Verbatim output of all the material below is required.

Dataset excerpt:
--

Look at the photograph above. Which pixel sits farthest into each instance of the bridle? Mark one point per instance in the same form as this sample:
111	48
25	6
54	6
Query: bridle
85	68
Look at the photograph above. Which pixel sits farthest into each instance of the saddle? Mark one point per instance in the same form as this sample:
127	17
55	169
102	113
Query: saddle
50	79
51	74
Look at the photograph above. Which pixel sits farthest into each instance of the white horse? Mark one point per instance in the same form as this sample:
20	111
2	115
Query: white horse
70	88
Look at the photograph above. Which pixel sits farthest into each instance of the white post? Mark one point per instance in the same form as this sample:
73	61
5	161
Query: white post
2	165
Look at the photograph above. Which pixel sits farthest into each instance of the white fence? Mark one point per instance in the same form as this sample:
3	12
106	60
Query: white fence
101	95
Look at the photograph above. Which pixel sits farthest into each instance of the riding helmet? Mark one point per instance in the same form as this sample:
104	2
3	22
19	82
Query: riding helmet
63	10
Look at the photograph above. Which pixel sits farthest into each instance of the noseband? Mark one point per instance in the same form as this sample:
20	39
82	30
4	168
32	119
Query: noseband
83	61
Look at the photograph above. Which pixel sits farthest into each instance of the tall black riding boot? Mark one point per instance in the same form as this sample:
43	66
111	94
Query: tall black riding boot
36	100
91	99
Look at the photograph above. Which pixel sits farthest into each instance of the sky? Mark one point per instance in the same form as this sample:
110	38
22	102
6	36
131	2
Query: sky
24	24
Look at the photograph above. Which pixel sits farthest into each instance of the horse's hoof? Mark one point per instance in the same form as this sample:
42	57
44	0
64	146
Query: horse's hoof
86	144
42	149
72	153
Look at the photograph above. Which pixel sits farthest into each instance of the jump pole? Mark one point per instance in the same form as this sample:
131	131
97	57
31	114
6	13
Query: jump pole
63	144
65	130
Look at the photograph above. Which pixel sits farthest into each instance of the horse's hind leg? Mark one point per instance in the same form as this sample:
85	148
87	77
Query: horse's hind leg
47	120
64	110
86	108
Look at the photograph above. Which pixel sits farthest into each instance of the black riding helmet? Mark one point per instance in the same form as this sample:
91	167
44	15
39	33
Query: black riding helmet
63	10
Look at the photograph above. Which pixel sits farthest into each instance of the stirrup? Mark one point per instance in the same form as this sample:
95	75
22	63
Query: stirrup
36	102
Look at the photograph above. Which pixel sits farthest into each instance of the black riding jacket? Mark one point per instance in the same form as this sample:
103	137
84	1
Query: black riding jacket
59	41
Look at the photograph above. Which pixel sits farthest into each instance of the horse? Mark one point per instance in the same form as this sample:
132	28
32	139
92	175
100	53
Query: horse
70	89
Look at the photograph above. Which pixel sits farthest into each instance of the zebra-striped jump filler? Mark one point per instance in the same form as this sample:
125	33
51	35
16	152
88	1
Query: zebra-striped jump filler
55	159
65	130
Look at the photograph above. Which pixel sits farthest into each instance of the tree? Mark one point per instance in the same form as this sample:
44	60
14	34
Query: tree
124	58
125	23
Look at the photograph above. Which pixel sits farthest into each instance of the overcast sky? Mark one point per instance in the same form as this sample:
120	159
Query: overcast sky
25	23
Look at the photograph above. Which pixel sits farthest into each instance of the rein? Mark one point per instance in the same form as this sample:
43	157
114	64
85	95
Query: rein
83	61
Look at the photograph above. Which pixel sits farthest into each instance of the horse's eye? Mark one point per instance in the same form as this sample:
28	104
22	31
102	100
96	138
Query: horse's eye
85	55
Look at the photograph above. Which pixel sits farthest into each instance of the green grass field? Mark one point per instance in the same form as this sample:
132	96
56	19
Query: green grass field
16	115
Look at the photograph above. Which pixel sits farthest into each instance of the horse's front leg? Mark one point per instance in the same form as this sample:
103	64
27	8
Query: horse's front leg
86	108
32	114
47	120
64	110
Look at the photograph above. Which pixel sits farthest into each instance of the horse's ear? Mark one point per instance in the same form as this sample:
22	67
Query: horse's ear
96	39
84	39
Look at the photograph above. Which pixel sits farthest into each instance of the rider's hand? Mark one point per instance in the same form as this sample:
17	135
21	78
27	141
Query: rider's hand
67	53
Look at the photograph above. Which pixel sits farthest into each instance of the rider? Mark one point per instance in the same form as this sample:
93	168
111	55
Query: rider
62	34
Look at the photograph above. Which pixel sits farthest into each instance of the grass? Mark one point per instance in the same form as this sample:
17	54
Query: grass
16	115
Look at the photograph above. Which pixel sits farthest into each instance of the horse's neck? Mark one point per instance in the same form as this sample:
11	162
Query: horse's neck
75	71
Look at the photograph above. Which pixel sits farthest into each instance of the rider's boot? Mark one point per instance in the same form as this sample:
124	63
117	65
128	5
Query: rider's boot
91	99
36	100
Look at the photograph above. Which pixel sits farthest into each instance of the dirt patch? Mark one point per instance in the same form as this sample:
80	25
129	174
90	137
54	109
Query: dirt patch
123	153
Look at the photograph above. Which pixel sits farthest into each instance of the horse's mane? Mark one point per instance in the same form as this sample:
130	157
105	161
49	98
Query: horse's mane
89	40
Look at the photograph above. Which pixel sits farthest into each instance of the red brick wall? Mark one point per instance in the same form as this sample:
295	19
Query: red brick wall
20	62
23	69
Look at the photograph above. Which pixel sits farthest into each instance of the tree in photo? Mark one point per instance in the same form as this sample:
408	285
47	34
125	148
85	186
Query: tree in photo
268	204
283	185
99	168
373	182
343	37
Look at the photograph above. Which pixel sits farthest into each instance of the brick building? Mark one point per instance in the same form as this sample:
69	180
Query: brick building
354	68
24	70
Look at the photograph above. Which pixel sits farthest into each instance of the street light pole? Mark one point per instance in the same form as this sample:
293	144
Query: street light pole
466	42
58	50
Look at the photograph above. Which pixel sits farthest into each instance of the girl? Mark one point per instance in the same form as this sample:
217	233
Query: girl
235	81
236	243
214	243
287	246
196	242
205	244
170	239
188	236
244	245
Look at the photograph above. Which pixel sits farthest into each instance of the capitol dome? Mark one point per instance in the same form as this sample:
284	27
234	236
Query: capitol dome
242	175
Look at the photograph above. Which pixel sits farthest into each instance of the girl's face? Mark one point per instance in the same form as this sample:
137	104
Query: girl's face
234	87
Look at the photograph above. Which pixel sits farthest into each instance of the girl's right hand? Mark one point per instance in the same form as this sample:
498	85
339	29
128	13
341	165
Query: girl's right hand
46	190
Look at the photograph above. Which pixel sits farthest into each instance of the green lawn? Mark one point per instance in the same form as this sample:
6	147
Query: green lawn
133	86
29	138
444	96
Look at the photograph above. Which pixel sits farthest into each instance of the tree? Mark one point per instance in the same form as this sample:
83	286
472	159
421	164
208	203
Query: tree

--

§ **COMPLETE ANSWER**
Look at the photograph above. Which pixel sits farthest into each instance of the bridle? Mark one point per instance in the same form as this sample:
111	48
25	6
54	6
Query: bridle
85	68
Look at the photograph above. Which pixel sits farthest into each instance of the saddle? Mark one point per instance in the same form as this sample:
127	17
55	169
102	113
Query: saddle
50	79
51	74
Look at the photograph above. Which pixel sits farthest into each instance of the white horse? Mark one point per instance in the same form as this sample:
20	111
2	115
Query: white horse
70	88
Look at the photograph above. Which pixel sits farthest into each instance of the white post? Mark one point per instance in the same form as this sample:
73	61
5	161
Query: white post
2	165
Look at the photograph above. Which pixel sits farthest into each instance of the white fence? Mark one point per instance in the same form as this sample:
3	12
106	60
Query: white fence
101	95
Look at the photograph above. Which pixel sits farthest into each instance of the riding helmet? Mark one point per instance in the same form as this sample:
104	2
3	22
19	82
Query: riding helmet
63	10
Look at the photograph above. Which pixel sits farthest into each instance of the noseband? Mark one point per instance in the same form as this sample:
20	39
82	30
4	168
32	119
Query: noseband
83	61
Look at the photograph above. Which pixel sits farthest into each instance of the tall black riding boot? Mark one point per instance in the same form as this sample:
43	66
111	94
Query: tall black riding boot
36	100
91	99
Look at the photograph above. Which pixel sits farthest into each instance of the sky? Mark one point per instance in the same form as this sample:
110	38
22	102
6	36
131	2
Query: sky
24	24
Look at the photograph above. Which pixel sits farthest into each instance of the horse's hoof? Mark one point per instance in the same form as this sample:
42	57
44	0
64	146
Query: horse's hoof
86	144
42	149
72	153
Look at the photograph above. Which pixel sits farthest into each instance of the jump pole? Mark one point per instance in the same form as this sample:
131	131
97	57
31	114
6	13
Query: jump pole
63	144
65	130
Look at the photograph above. Which pixel sits farthest into each instance of the horse's hind leg? Mark one point per instance in the same form as this sample:
85	148
87	77
Query: horse's hind leg
47	120
64	110
86	108
Look at the photograph above. Which pixel sits farthest into each instance of the black riding helmet? Mark one point per instance in the same form as this sample:
91	167
44	15
39	33
Query: black riding helmet
63	10
Look at the photograph above. Which pixel sits farthest into each instance of the stirrup? Mark one point per instance in the same form as this sample:
95	75
22	63
Query: stirrup
36	102
Look at the photograph above. Which pixel sits farthest into each instance of the black riding jacket? Mark one point per instance in the same form as this sample:
103	137
84	1
Query: black riding jacket
59	41
Look at the photograph above. Which pixel sits farthest into each instance of the horse? Mark one point per instance in the same form as this sample:
132	28
32	139
92	175
100	53
Query: horse
70	89
Look at the photograph above. Which pixel sits farthest into each instance of the zebra-striped jump filler? Mark one point per instance in the same form as this sample:
125	33
51	35
16	152
88	1
Query: zebra-striped jump filler
55	159
65	130
Look at the photograph above. Which pixel sits farthest into each instance of the tree? Mark one point per instance in the same form as this sample:
44	60
14	34
Query: tree
124	58
125	23
Look at the photograph above. Which pixel sits farthest into each instance of the overcast sky? Mark one point per instance in the same form as this sample:
120	159
Query: overcast sky
25	23
Look at the photograph above. Which pixel sits farthest into each instance of the rein? Mark one point per instance in the same form as this sample:
43	157
114	64
85	95
Query: rein
83	61
Look at the photograph above. Which pixel sits farthest into each instance of the horse's eye? Mark one point per instance in the same form as this sample:
28	104
22	31
102	100
96	138
Query: horse's eye
85	55
Look at the photograph above. Which pixel sits farthest into each instance of the green grass field? Mark one point per instance in the same form as this sample:
132	96
56	19
Query: green grass field
16	115
Look at the photograph above. Which pixel sits farthest into each instance of the horse's front leg? Mark one point per instance in the same form as this sample:
103	64
27	8
Query: horse's front leg
86	108
32	114
47	120
64	110
Look at the photograph above. Which pixel sits farthest into each instance of the horse's ear? Mark one point per instance in the same form as this sample:
22	67
Query: horse's ear
96	39
84	39
Look at the photograph above. Which pixel sits farthest into each instance of the rider's hand? Mark one point per instance in the same form as this sample:
17	135
21	78
27	141
Query: rider's hand
67	53
Look at the photograph above. Which pixel sits farthest into each instance of the rider? Mark one point per instance in the same form as this sample:
93	168
111	55
Query: rider
62	34
Look at the photograph above. Which pixel sits farthest into each instance of the grass? Mark one point per instance in the same form as this sample:
17	54
Query: grass
16	115
Look at the photograph above. Which pixel sits farthest into each instance of the horse's neck? Mark one point per instance in the same form as this sample:
11	162
Query: horse's neck
75	71
Look at the photograph above. Which pixel sits farthest into each instance of the rider's boot? Mark one point per instance in the same form as this sample:
124	63
117	65
128	5
Query: rider's boot
91	99
36	100
Look at the photograph above. Which pixel sits farthest into each instance of the dirt patch? Mark one point per instance in the same form as this sample:
80	25
129	174
90	137
54	109
Query: dirt patch
123	153
Look at the photograph above. Which pixel sits farthest into each instance of the horse's mane? Mark one point per instance in the same form as this sample:
130	157
105	161
49	98
Query: horse's mane
89	40
Look at the photograph above. Which pixel sits farthest into each instance of the red brick wall? Mark one point per instance in the same form as this sample:
295	19
Query: red brick wall
20	62
23	69
Look at the photograph above. Which pixel sits farthest into each instance of the tree in photo? Mark one point per instance in the same form as this sample:
408	285
47	34
125	148
85	186
Query: tree in photo
268	204
283	185
99	168
373	182
343	37
Look at the photograph above. Which pixel sits farthest into each instance of the brick building? Mark one point per instance in the same form as this sample:
69	180
Query: brick building
354	68
24	70
Look at the photograph above. Which pixel sits farthest into each instance of the street light pole? Mark one point per instance in the same form as this sample:
293	144
Query: street light pole
466	42
58	50
Look at the photograph above. Which pixel sits farthest into each instance of the girl? Mark one point per instance in the same form as this sample:
217	233
Query: girl
235	81
236	243
214	243
287	246
196	242
205	244
170	239
188	236
244	245
Look at the photograph above. Which pixel sits farthest into each instance of the capitol dome? Mark one point per instance in the same form as this sample:
284	27
234	236
Query: capitol dome
242	175
Look at the photograph above. Which pixel sits farthest into each instance of the girl's face? Mark one point per instance in the same form as this sample:
137	104
Query: girl's face
234	87
Look at the photograph above. Which pixel sits farthest into each instance of the girl's right hand? Mark one point per instance in the same form as this sample:
498	85
339	29
128	13
341	165
Query: girl's right hand
46	190
Look at the photograph above. Which pixel sits farthest into each instance of the green lawn? Mark one point per instance in the same form as this sample:
6	147
Query: green lawn
133	86
29	138
444	96
Look at the photograph above. Which pixel sits farthest into each instance of the tree? Mark one point per instance in the same form as this sample:
83	286
472	159
421	164
208	203
Query: tree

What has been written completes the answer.